Betting on DSPy for Systems of LLMs

by wavelanderon 8/11/2024, 2:11 AMwith 18 comments

by NeutralCraneon 8/11/2024, 5:34 AM

The more I’ve looked at DSPy, the less impressed I am. The design of the project is very confusing with non-sensical, convoluted abstractions. And for all the discussion surrounding it, I’ve yet to see someone actually using for something other than a toy example. I’m not sure I’ve even seen someone prove it can do what it claims to in terms of prompt optimization.

It reminds me very much of Langchain in that it feels like a rushed, unnecessary set of abstractions that add more friction than actual benefit, and ultimately boils down to an attempt to stake a claim as a major framework in the still very young stages of LLMs, as opposed to solving an actual problem.

by okiganon 8/11/2024, 4:36 AM

Could we have a concise and specific explanation how DSPy works?

All I've seen are vague definitions of new terms (ex. signatures) and "trust me this very powerful and will optimize it all for you".

Also, what would a good way to reason between DSPy and TextGrad?

by thatsadudeon 8/11/2024, 3:55 PM

I had a few problems with DSPy:

* Multi-hop reasoning rarely works with real data in my case. * Impossible to define advanced metrics over the whole dataset. * No async support

by gunalxon 8/11/2024, 11:34 AM

Not to say anything about dspy, but I really liked the take on hvat we should use llms for.

We need to stop doing useless reasoning stuff, and find acttual fitting problems for the llms to solve.

Current llms are not your db manager(if they could be you don't have a db size in the real world). They are not a developer. We have people for that.

Llms prove to be decent creative tools, classificators, and qna answer generators.

by fsndzon 8/11/2024, 7:24 AM

I tried it recently and it is kinda fun: https://www.lycee.ai/courses/a5b7d115-c794-410d-92f2-15d8f29...

by revskillon 8/11/2024, 7:19 AM

Whenever i see "ChainOfThought" for AI, it's an annoying and misleading term. Machine never never thinks at all.

◆ Work instruction
Please write out the stretch of the DSPy discussion from "by NeutralCraneon 8/11/2024, 5:34" through "an actual problem." word for word.

◆ Supplied information
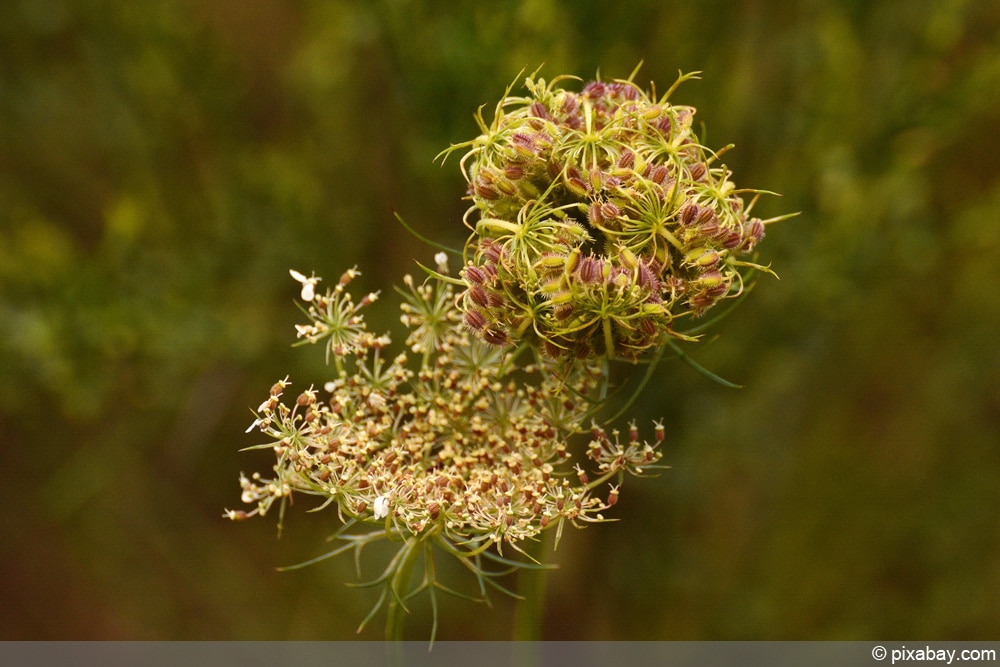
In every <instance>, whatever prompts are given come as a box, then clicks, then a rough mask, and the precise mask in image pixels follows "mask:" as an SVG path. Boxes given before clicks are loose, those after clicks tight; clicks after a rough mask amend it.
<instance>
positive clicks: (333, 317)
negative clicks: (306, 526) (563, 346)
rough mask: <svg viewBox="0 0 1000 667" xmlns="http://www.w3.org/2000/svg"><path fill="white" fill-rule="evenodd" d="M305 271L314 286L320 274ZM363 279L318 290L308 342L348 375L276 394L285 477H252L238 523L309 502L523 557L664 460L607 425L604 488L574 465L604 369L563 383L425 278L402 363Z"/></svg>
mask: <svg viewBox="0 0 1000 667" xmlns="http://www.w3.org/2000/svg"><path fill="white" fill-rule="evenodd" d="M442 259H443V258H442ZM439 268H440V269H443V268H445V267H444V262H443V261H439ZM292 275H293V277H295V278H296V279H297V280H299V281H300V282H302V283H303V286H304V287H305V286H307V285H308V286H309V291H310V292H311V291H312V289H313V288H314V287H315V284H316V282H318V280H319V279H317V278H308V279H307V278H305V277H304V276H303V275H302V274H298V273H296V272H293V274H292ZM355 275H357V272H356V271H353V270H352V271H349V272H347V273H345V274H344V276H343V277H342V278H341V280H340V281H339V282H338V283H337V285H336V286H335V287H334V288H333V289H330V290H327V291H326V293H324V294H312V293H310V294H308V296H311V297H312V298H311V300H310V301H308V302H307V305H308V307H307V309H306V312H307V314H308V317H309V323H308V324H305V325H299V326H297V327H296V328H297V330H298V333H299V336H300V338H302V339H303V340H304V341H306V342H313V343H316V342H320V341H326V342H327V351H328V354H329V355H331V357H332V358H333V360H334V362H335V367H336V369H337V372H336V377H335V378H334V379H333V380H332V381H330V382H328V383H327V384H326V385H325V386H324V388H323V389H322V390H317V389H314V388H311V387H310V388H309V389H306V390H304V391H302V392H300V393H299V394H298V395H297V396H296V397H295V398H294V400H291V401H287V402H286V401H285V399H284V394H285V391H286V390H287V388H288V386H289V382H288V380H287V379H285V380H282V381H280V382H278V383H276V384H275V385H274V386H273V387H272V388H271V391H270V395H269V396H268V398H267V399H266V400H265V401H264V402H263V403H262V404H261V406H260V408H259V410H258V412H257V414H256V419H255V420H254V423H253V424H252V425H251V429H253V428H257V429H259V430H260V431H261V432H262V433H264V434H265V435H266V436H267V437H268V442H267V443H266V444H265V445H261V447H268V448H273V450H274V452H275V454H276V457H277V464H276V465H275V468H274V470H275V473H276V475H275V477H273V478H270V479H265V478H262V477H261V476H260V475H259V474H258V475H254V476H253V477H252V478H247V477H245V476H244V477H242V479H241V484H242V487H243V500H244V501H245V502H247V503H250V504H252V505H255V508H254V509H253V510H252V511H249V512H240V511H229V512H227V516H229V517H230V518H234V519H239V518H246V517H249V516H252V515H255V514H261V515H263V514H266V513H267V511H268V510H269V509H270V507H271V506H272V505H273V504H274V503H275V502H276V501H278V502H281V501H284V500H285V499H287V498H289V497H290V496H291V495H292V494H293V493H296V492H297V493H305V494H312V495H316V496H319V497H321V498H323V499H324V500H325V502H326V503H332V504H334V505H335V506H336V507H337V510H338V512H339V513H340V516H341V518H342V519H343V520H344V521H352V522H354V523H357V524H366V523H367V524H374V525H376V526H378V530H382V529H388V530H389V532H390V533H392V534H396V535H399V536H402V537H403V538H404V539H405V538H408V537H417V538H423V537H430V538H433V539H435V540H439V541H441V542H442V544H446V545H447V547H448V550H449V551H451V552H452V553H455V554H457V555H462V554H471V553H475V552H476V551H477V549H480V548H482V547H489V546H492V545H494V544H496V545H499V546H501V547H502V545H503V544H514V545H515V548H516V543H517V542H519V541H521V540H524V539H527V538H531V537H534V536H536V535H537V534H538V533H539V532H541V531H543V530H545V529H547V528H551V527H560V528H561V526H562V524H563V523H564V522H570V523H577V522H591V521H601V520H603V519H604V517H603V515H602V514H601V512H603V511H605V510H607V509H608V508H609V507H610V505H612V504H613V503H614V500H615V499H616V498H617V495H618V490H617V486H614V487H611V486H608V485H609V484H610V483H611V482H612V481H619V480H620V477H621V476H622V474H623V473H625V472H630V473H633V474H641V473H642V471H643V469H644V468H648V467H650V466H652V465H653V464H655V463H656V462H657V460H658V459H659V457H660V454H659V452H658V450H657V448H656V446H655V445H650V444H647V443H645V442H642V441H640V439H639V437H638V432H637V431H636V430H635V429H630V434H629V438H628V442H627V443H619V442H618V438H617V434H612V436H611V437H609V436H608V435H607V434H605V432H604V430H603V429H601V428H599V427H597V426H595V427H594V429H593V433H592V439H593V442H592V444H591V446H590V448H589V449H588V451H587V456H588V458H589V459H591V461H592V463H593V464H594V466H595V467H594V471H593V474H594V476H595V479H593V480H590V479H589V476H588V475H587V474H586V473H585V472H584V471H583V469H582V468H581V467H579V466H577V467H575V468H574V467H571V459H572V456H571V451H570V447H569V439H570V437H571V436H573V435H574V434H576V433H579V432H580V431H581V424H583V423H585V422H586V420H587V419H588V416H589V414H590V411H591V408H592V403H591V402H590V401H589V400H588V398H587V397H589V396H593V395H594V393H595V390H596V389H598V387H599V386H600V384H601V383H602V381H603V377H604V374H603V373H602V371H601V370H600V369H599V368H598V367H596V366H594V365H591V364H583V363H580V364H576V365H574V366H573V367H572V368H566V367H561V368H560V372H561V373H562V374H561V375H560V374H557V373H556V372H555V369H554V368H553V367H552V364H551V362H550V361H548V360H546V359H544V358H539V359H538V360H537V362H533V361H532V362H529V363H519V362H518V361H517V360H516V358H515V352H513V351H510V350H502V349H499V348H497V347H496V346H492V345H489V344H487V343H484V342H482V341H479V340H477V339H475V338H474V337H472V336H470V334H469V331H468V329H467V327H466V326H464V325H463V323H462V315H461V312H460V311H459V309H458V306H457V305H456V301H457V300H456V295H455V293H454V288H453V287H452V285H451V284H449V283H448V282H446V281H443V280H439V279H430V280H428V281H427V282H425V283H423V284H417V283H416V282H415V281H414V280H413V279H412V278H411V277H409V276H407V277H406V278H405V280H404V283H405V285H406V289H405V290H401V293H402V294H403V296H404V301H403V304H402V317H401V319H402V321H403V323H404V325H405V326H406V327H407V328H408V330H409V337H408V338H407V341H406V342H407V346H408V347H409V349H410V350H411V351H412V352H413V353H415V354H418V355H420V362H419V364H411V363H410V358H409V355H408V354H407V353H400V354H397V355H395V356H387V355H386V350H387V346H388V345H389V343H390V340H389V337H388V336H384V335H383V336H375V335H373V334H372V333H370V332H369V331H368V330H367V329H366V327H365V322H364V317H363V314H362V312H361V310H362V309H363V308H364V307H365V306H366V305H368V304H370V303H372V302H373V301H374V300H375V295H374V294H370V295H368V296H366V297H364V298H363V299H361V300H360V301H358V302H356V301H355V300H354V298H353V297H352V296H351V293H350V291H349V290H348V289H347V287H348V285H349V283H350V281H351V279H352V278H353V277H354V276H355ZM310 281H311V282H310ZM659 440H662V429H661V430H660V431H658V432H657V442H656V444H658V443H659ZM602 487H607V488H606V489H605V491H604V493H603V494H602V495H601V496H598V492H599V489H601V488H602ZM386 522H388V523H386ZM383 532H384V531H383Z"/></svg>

◆ Task output
by NeutralCraneon 8/11/2024, 5:34 AM

The more I’ve looked at DSPy, the less impressed I am. The design of the project is very confusing with non-sensical, convoluted abstractions. And for all the discussion surrounding it, I’ve yet to see someone actually using for something other than a toy example. I’m not sure I’ve even seen someone prove it can do what it claims to in terms of prompt optimization.

It reminds me very much of Langchain in that it feels like a rushed, unnecessary set of abstractions that add more friction than actual benefit, and ultimately boils down to an attempt to stake a claim as a major framework in the still very young stages of LLMs, as opposed to solving an actual problem.